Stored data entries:
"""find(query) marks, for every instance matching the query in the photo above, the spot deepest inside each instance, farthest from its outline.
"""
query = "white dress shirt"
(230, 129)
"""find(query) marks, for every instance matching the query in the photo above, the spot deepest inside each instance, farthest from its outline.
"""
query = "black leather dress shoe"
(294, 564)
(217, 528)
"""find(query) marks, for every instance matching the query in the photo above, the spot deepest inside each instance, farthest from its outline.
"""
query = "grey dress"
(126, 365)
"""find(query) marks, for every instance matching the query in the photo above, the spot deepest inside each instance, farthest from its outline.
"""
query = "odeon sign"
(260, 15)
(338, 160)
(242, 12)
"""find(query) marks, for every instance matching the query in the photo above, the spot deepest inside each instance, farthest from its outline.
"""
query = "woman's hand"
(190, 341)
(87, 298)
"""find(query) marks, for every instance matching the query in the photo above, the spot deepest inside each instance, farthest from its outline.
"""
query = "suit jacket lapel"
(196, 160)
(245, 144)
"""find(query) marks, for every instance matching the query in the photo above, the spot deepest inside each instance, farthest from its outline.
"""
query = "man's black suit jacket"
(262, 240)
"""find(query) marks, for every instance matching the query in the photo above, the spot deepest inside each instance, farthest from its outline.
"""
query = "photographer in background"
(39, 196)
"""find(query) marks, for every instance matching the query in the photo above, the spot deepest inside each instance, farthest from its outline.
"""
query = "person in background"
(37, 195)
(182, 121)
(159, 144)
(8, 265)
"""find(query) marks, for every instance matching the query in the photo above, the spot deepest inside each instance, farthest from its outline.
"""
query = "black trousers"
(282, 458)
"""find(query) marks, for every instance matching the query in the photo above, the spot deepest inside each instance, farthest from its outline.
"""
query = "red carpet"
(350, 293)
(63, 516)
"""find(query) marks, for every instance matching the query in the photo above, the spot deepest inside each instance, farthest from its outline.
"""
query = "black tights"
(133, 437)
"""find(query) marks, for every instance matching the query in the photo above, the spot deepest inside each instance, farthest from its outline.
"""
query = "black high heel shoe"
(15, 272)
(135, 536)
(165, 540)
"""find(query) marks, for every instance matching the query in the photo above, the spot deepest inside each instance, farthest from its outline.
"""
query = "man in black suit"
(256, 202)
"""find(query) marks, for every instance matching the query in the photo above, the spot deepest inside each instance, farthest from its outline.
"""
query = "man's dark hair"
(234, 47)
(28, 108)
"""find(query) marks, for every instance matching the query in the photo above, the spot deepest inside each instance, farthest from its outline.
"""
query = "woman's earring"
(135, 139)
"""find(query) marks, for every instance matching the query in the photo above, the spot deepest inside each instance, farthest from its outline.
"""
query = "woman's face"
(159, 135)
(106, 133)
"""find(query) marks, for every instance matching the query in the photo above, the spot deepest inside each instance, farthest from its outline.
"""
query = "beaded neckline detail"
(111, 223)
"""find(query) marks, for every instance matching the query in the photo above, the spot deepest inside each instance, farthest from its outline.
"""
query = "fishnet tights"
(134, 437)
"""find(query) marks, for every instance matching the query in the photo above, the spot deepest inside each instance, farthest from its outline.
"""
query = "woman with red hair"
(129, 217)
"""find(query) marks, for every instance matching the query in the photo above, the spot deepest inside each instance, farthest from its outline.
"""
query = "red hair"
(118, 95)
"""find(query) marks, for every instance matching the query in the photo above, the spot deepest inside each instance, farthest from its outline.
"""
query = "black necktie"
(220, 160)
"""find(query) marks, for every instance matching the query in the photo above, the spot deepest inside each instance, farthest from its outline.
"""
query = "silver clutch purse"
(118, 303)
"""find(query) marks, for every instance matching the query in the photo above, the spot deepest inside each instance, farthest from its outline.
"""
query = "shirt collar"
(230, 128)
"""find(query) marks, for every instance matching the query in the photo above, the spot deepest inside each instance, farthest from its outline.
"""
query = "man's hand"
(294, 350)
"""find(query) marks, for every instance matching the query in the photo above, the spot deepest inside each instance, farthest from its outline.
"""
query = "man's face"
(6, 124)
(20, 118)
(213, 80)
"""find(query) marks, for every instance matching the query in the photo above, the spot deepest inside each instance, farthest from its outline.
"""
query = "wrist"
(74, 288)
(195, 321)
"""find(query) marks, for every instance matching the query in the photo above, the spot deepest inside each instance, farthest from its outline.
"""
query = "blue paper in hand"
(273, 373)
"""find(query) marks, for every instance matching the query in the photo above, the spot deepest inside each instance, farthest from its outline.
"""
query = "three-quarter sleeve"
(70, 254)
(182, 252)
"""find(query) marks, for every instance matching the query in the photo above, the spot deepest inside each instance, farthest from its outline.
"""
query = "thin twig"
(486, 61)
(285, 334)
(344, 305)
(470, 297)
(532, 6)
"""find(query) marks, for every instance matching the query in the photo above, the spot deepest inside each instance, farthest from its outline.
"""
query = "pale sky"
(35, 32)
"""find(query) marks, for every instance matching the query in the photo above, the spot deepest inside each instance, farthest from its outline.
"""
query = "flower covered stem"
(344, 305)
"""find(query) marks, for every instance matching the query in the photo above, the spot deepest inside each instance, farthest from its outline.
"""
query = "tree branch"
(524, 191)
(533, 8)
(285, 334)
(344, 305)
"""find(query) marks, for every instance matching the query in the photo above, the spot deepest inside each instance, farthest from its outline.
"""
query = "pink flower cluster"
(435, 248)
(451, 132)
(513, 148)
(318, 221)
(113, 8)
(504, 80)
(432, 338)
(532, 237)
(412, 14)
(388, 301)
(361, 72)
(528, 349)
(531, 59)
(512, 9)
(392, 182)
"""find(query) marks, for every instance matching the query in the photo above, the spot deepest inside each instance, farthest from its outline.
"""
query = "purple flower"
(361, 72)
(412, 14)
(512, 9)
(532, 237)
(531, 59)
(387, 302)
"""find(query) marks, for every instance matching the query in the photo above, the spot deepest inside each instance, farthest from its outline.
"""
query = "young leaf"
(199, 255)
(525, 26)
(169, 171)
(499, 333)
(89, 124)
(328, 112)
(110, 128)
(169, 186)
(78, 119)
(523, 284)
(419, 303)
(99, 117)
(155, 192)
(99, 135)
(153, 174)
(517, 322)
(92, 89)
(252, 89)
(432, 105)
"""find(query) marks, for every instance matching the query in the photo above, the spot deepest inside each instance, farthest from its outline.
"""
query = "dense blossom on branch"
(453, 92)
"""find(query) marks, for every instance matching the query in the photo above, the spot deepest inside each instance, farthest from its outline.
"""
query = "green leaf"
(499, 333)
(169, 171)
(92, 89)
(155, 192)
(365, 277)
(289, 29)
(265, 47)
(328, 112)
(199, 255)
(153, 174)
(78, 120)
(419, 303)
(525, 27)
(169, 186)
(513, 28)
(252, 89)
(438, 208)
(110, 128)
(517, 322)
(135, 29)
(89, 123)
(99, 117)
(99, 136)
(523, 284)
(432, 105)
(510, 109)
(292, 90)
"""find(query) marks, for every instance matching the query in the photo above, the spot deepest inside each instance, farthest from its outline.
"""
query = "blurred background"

== WORK ORDER ==
Write every record out again, letter for letter.

== OUTPUT FOR THIS TASK ==
"""find(query) marks, for every instance matching the query in the photo above, the spot deepest inside each instance, farthest from its outline.
"""
query = "white dress shirt"
(230, 129)
"""find(query) marks, for every instance matching the query in the photo above, the spot deepest inside each instance, farthest from its outline.
"""
query = "black leather dress shoe"
(294, 564)
(217, 528)
"""find(query) marks, for every instance matching the query in the photo above, the spot deepest inside each instance, farthest from its outline.
"""
query = "grey dress"
(126, 365)
"""find(query) marks, for every instance matching the query in the photo above, the spot deepest inside each instance, farthest from its outline.
"""
query = "odeon sign"
(260, 15)
(338, 160)
(242, 12)
"""find(query) marks, for every instance matching the query in the photo above, the spot deepest inside each instance, farthest from its outline.
"""
query = "woman's hand"
(190, 341)
(87, 298)
"""find(query) marks, for every instance matching the query in the photo above, the spot deepest inside each instance, farthest from its outline.
"""
query = "suit jacket lapel"
(196, 160)
(245, 144)
"""find(query) marks, for every instance matching the query in the photo above, the spot deepest inside each instance, farthest from its outline.
"""
query = "man's black suit jacket"
(262, 240)
"""find(query) marks, for every instance matching the query in the photo above, the spot deepest inside each instance, farthest from its outline.
"""
query = "photographer in background"
(39, 196)
"""find(query) marks, for every instance matching the query in the photo above, the spot deepest inside each instance, farthest from its outline.
"""
query = "person in background"
(37, 195)
(182, 121)
(159, 144)
(8, 265)
"""find(query) marks, for every instance matching the query in the photo above, the spot deepest inside each instance, farthest from its outline.
"""
query = "black trousers"
(282, 458)
"""find(query) marks, for every instance matching the query in the photo above, the spot deepest inside each instance, farthest from its outline.
"""
query = "red carpet"
(350, 293)
(63, 516)
"""find(query) marks, for every instance matching the query in the photo above, the spot deepest inside each instance, farthest from its outline.
"""
query = "black tights"
(133, 437)
"""find(query) marks, for every instance matching the query in the photo above, the spot deepest inside each instance, farthest from its outline.
"""
query = "black high heel shoe"
(15, 272)
(135, 536)
(165, 540)
"""find(query) marks, for every instance matching the query in the photo above, the spot deepest inside each instance, farthest from its outline.
"""
query = "man in black suit"
(256, 202)
"""find(query) marks, for every instance matching the query in the photo above, the spot deepest inside each instance, farthest from its outline.
"""
query = "man's dark hair"
(234, 47)
(28, 108)
"""find(query) marks, for every instance matching the query in the photo above, the spot deepest inside each instance, farthest from its outline.
"""
query = "woman's earring"
(135, 139)
"""find(query) marks, for every instance matching the query in the photo above, the spot deepest inside each instance, farthest from its outline.
"""
query = "woman's face"
(159, 135)
(106, 133)
"""find(query) marks, for every instance matching the query in the photo above, the spot deepest inside each instance, farthest from its outline.
"""
query = "beaded neckline detail"
(111, 223)
"""find(query) marks, for every instance matching the query in the photo above, the spot deepest inside each instance, farthest from its outline.
"""
query = "fishnet tights"
(134, 437)
"""find(query) marks, for every instance matching the query in the photo above, the spot deepest inside each instance, farthest from its outline.
"""
query = "woman with red hair"
(129, 217)
"""find(query) marks, for every instance matching the query in the photo above, the spot deepest inside each instance, farthest from its outline.
"""
query = "red hair"
(118, 95)
"""find(query) marks, for every instance matching the query in the photo above, the spot deepest inside each instance, farthest from its outline.
"""
query = "black necktie"
(220, 160)
"""find(query) marks, for every instance matching the query in the photo above, the spot deepest inside each instance, farthest from its outline.
"""
query = "silver clutch purse"
(118, 303)
"""find(query) marks, for every instance matching the query in the photo above, the spot deepest inside each instance, farthest from its outline.
"""
query = "shirt collar"
(230, 128)
"""find(query) marks, for every instance matching the query in the photo above, the spot deepest inside each instance, farthest from its outline.
"""
query = "man's hand"
(294, 350)
"""find(query) marks, for every instance matching the query in the photo above, the spot deepest inside each instance, farthest from its outline.
"""
query = "man's face"
(6, 124)
(20, 118)
(213, 80)
"""find(query) marks, for every instance matching the query in the photo above, the spot deepest inside each instance, farthest from its outline.
"""
query = "wrist"
(74, 288)
(195, 321)
"""find(query) marks, for every instance matching the query in the photo above, the spot deepest inside each instance, farthest from its outline.
"""
query = "blue paper in hand"
(273, 373)
"""find(query) marks, for every instance matching the query in the photo above, the spot deepest inside each instance, farthest from its outline.
"""
query = "three-quarter sleeve"
(70, 254)
(182, 252)
"""find(query) marks, for every instance matching the query in the photo above, the spot deepest inside each instance, farthest from its outline.
"""
query = "thin twig"
(486, 61)
(285, 334)
(344, 305)
(470, 297)
(532, 6)
"""find(query) marks, for every instance matching the query in the photo above, the spot deepest inside each instance, farthest from its outline.
"""
query = "pale sky"
(35, 32)
"""find(query) marks, for every instance matching the query in the photo above, the spot deepest inside each instance, farthest from its outline.
"""
query = "flower covered stem"
(344, 305)
"""find(query) marks, for every instance matching the query in the photo above, the spot deepest inside each instance, farthest from its outline.
"""
query = "tree branch"
(524, 191)
(533, 8)
(285, 334)
(344, 305)
"""find(query) marks, for every instance matching the query in the photo above, the spot deepest inside each instance, farthest from its outline.
"""
query = "pink flower cluster"
(435, 248)
(451, 132)
(513, 148)
(318, 221)
(113, 8)
(504, 80)
(432, 338)
(532, 237)
(412, 14)
(388, 301)
(361, 72)
(528, 349)
(531, 59)
(512, 9)
(392, 182)
"""find(query) marks, for every instance matching the query in the photo above, the spot deepest inside each instance, farthest from its outline.
"""
query = "purple flower"
(361, 72)
(412, 14)
(512, 9)
(532, 237)
(531, 59)
(387, 302)
"""find(query) marks, for every instance matching the query in the photo above, the spot deepest inside each instance, farthest from its outline.
"""
query = "young leaf"
(199, 255)
(525, 26)
(169, 171)
(499, 333)
(89, 124)
(328, 112)
(110, 128)
(169, 186)
(78, 119)
(523, 284)
(419, 303)
(99, 117)
(155, 192)
(99, 135)
(153, 174)
(517, 322)
(92, 89)
(252, 89)
(432, 105)
"""find(query) marks, for every instance matching the query in the photo above, the spot deepest inside each instance, farthest from its outline.
"""
query = "dense blossom on branch"
(453, 92)
"""find(query) marks, for every instance matching the query in the photo above, the spot deepest inside each instance, farthest from its outline.
"""
query = "green leaf"
(499, 333)
(169, 171)
(92, 89)
(155, 192)
(365, 277)
(289, 29)
(265, 47)
(328, 112)
(199, 255)
(153, 174)
(78, 120)
(419, 303)
(525, 27)
(169, 186)
(513, 28)
(252, 89)
(438, 208)
(110, 128)
(517, 322)
(135, 29)
(89, 123)
(99, 117)
(99, 136)
(523, 284)
(432, 105)
(510, 109)
(292, 90)
"""find(query) marks, for every instance matching the query in the photo above, the spot deepest inside each instance, farthest from its outline.
"""
query = "blurred background"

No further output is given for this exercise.